— Start of TEXT SHOWN —

Dreaming You Missed Your Final Exam

Not long ago, I had one of those dreams where I was back in college, and, having enrolled in a class, suddenly realized that the final exam day had arrived, and I’d failed to attend any of the lecture, or do any of the homework. You know the dream. It is, it seems, a very common one. I used to have this dream much more often in the years immediately after graduating from college. I never had the dream before, or during college.

It seems amazing to me that the brain has evolved in such a way that lots and lots of people have very similar versions of this dream, and it got me thinking: what did people dream about a few generations back when going to college wasn’t as common as it is today? Then, too, not everyone goes to college today, either by choice or circumstance. Do these people have similar dreams? Did Abraham Lincoln have these types of dreams? Did Da Vinci?

Along the same lines, I occasionally have a dream where I find myself at the airport, taking a plane up for some reason or another. It has been a long time since I have flown, but I manage to get the plane up in the air and safely on its way, before realizing with sudden horror, that I neglected to contact air traffic control.

— End of TEXT SHOWN —
— Start of STORED DATA —

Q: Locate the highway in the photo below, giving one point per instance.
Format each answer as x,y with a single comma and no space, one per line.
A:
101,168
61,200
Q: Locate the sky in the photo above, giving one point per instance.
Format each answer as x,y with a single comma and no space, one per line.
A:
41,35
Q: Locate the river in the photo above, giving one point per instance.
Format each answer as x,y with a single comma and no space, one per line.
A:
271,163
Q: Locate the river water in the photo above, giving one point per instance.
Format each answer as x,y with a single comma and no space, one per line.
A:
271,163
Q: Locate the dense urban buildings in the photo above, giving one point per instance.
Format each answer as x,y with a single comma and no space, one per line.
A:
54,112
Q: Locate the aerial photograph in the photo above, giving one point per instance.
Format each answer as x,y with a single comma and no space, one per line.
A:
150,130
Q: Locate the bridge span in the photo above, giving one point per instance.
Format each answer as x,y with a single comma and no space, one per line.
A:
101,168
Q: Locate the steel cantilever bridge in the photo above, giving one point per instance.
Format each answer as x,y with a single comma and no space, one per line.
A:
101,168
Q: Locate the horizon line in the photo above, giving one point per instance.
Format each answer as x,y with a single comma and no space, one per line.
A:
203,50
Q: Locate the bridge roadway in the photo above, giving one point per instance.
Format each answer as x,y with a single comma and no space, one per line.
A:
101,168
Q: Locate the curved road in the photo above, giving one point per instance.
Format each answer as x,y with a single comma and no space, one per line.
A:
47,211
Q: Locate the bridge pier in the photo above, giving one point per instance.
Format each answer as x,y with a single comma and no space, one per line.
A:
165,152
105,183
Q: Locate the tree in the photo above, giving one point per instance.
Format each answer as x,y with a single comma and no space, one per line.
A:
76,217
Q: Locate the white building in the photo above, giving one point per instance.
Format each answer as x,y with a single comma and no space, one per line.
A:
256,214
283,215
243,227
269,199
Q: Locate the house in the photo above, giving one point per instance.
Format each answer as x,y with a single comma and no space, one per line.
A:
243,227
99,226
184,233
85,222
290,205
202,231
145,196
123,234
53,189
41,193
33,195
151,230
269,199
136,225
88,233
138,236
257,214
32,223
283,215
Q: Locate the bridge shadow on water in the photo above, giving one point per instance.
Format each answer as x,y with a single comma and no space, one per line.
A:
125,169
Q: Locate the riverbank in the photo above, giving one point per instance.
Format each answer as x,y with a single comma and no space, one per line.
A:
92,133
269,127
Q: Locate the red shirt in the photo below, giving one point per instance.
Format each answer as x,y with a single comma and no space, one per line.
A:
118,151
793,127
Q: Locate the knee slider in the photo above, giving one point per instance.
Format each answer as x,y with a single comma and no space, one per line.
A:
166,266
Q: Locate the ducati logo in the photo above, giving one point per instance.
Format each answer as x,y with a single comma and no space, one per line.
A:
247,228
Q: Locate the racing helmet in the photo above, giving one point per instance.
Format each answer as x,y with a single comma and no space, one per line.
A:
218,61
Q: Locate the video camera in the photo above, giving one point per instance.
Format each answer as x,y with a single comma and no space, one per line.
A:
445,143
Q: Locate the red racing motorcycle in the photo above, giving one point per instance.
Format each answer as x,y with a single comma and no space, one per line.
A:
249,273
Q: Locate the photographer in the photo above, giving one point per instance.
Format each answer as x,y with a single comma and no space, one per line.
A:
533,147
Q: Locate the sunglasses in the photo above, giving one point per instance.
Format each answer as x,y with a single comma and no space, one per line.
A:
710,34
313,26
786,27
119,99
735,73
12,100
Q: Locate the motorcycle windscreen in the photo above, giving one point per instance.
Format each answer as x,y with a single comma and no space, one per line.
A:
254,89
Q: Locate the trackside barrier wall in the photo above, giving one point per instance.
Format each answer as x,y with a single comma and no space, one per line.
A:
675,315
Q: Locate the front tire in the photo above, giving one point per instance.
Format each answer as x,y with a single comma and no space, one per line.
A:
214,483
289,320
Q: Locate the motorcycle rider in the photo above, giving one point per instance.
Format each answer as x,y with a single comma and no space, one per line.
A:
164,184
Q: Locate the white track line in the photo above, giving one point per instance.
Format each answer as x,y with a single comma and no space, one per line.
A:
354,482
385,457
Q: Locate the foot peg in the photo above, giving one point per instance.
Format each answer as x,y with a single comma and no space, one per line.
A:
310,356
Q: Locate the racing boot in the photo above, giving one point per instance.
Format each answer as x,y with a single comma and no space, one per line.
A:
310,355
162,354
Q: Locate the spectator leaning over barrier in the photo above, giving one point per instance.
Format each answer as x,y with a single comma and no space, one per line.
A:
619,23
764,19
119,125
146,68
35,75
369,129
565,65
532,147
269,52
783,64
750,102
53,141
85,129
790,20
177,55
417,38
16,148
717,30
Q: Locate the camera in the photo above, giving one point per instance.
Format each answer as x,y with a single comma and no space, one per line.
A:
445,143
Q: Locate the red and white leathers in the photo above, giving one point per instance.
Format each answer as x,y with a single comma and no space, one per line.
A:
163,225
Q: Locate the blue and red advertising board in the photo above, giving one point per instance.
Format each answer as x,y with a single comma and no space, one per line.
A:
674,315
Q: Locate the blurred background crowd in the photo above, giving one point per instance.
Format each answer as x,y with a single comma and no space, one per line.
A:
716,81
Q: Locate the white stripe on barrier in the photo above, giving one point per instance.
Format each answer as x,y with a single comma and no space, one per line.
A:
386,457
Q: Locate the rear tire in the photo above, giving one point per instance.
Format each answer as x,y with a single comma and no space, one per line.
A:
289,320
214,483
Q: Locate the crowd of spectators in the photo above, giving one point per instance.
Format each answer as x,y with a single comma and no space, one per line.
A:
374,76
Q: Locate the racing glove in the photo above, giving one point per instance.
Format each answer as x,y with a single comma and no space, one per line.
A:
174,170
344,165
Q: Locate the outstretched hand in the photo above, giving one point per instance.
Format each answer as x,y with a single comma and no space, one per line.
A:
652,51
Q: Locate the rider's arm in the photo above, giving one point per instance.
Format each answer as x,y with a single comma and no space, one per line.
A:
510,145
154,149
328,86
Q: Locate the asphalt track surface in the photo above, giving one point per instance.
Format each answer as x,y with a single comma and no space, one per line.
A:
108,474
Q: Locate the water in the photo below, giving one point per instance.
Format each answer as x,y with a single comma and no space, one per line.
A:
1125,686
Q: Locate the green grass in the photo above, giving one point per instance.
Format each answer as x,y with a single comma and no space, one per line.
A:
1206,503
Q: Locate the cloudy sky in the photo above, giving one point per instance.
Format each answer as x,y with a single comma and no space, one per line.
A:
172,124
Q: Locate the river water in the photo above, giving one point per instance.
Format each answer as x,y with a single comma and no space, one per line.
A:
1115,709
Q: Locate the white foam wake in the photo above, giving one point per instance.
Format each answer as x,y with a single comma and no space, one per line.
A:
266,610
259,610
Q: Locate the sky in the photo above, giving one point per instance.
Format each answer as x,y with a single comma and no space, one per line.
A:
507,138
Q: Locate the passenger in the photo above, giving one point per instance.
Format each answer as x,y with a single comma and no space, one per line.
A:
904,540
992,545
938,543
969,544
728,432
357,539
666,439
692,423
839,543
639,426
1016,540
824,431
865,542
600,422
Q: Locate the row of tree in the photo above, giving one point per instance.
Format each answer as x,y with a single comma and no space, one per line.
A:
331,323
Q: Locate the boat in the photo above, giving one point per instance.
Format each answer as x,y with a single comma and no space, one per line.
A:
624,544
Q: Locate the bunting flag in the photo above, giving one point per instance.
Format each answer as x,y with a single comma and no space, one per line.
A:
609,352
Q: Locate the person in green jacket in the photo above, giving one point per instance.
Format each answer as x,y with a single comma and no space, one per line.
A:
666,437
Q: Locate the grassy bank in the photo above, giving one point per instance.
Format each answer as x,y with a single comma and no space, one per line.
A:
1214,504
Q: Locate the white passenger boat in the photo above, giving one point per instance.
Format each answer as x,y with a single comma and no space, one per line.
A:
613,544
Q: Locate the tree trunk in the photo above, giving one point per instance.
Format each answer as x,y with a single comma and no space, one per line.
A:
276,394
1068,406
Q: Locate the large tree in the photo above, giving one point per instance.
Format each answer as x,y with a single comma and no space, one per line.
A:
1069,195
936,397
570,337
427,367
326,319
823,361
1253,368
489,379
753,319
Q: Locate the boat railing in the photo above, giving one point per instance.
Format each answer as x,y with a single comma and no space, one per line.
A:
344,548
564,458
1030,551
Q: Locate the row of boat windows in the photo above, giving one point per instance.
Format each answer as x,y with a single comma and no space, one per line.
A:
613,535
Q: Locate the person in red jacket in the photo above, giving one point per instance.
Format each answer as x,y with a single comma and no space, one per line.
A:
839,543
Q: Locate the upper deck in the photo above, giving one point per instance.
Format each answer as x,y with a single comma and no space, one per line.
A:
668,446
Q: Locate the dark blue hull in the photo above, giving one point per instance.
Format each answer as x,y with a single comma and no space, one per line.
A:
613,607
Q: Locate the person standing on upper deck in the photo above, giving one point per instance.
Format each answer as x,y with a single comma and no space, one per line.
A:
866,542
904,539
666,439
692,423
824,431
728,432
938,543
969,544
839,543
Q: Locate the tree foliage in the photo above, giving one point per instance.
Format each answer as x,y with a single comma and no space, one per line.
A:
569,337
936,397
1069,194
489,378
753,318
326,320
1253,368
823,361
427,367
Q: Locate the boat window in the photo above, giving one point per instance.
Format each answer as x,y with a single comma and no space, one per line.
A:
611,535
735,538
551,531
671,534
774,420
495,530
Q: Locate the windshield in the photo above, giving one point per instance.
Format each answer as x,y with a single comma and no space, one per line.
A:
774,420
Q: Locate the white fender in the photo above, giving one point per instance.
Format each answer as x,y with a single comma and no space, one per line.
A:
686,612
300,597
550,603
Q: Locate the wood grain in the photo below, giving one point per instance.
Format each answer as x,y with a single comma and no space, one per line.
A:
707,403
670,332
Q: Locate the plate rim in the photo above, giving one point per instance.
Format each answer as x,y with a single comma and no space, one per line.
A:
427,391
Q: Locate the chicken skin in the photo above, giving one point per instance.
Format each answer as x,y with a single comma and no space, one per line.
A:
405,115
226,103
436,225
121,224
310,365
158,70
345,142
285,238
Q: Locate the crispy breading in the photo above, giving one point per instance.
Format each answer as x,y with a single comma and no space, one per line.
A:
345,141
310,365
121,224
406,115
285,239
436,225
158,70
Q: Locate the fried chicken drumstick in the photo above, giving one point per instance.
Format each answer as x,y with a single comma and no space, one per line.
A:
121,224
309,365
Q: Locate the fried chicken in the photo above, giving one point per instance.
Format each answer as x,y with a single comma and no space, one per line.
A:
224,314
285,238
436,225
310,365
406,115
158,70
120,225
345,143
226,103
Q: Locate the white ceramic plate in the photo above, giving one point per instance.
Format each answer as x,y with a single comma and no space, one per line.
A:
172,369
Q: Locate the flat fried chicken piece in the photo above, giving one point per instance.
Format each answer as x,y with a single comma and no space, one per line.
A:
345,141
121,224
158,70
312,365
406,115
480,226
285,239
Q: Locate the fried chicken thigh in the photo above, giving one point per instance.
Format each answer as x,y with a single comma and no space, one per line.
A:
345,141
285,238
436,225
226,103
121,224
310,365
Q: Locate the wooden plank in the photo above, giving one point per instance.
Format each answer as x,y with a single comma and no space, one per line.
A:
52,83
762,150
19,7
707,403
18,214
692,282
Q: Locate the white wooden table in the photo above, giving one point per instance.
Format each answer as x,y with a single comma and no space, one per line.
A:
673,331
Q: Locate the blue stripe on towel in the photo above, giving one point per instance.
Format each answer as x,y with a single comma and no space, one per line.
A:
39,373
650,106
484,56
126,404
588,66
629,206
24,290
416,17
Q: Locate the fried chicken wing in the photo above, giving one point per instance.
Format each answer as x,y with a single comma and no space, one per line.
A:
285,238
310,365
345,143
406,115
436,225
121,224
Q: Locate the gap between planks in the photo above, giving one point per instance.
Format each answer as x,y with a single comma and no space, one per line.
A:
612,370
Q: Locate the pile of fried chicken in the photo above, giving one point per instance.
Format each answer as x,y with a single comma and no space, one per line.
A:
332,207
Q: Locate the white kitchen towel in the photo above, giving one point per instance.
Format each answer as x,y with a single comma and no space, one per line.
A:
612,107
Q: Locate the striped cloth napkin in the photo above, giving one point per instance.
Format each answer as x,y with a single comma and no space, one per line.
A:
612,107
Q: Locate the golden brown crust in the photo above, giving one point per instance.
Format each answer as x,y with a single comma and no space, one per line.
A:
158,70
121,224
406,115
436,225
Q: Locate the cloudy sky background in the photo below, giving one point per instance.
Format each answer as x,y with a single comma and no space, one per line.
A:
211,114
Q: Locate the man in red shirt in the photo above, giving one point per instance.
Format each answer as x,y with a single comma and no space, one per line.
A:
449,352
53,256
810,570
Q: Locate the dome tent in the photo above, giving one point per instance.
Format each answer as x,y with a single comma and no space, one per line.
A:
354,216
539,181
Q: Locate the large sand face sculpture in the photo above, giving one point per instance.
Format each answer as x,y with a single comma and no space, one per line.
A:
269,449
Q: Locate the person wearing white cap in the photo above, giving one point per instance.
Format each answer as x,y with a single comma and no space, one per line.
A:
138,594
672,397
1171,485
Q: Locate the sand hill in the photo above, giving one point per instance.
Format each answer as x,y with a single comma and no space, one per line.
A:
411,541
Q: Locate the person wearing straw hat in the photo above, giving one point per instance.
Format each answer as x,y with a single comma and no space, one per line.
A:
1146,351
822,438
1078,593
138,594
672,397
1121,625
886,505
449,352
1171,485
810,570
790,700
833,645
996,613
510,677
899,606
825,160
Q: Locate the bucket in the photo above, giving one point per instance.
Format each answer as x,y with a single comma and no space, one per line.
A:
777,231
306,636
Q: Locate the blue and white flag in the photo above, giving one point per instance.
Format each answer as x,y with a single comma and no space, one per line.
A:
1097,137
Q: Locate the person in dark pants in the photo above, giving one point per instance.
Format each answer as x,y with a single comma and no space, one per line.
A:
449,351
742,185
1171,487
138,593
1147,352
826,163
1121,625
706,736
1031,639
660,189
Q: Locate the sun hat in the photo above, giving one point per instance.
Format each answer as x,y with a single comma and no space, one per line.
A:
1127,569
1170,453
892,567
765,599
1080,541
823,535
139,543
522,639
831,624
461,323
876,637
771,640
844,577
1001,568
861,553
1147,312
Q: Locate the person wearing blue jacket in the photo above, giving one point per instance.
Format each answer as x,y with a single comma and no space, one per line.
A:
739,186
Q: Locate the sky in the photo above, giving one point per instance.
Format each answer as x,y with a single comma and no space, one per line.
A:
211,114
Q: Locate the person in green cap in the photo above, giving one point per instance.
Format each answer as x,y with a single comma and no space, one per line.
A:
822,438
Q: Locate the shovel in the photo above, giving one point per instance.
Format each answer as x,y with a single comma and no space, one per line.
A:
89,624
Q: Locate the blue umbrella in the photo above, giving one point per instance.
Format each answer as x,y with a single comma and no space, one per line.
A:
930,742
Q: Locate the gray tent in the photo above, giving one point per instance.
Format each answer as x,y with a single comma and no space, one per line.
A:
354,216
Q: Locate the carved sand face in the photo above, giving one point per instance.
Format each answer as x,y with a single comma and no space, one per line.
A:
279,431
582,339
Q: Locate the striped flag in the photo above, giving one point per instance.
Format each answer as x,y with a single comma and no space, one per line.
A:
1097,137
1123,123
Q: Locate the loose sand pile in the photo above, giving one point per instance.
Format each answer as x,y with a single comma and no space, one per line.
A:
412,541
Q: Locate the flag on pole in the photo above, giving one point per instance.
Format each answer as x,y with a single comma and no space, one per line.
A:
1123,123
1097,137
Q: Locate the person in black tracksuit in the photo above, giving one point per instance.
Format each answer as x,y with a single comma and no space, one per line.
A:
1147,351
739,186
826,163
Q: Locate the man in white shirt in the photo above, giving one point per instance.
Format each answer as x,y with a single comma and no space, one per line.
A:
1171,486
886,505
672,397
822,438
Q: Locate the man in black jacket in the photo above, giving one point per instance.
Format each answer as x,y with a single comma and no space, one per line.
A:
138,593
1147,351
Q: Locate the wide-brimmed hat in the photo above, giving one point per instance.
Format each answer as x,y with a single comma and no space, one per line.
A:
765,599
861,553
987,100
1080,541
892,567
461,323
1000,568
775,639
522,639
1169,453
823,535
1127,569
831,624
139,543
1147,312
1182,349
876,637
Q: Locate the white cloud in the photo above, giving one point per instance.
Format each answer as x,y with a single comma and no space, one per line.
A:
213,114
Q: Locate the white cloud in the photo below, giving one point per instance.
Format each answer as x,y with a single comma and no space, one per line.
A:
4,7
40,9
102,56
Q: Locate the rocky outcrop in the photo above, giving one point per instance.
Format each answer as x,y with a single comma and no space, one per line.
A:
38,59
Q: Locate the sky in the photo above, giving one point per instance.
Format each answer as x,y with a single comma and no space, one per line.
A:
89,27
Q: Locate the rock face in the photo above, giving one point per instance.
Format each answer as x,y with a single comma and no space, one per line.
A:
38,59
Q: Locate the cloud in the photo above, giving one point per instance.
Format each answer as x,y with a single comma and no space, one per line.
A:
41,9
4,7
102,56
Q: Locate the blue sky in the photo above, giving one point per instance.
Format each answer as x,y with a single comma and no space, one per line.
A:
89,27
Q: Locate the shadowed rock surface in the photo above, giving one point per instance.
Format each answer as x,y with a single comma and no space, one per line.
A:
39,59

— End of STORED DATA —

PROBLEM REQUIREMENTS:
Resume the text about recurring dreams, picking up right after its final sentence. This material has no connection to the text about dreams.

WRITTEN ANSWER:
I sometimes dream of getting into an elevator, which then gets stuck, either very high up in a building, or somewhere deep in the basement.

Much more rare, is the dream I have where I’ve somehow managed to lose a tooth or two. Has this dream always plagued people? I’ll bet George Washington had this dream quite often.

Before airplanes and elevators existed, how did these dreams manifest themselves?

On the whole, I don’t recall my dreams as much as I used to. It seems to me that when I turned 40, my recall of dreams plummeted. There were long periods of time—months at a stretch—when I couldn’t recall a single dream. Recently, I’ve been going through a patch of very vivid dreams.

If I had the choice, I’d choose to sleep without remembering any of my dreams at all. Sleep, for me, is a time to recuperate from the day. I generally fall asleep quickly, and I’d prefer my sleep to be sound, and interrupted by movies playing in my head, especially ones that raise my anxiety level. I have enough anxiety during my waking hours. I don’t need it when I sleep.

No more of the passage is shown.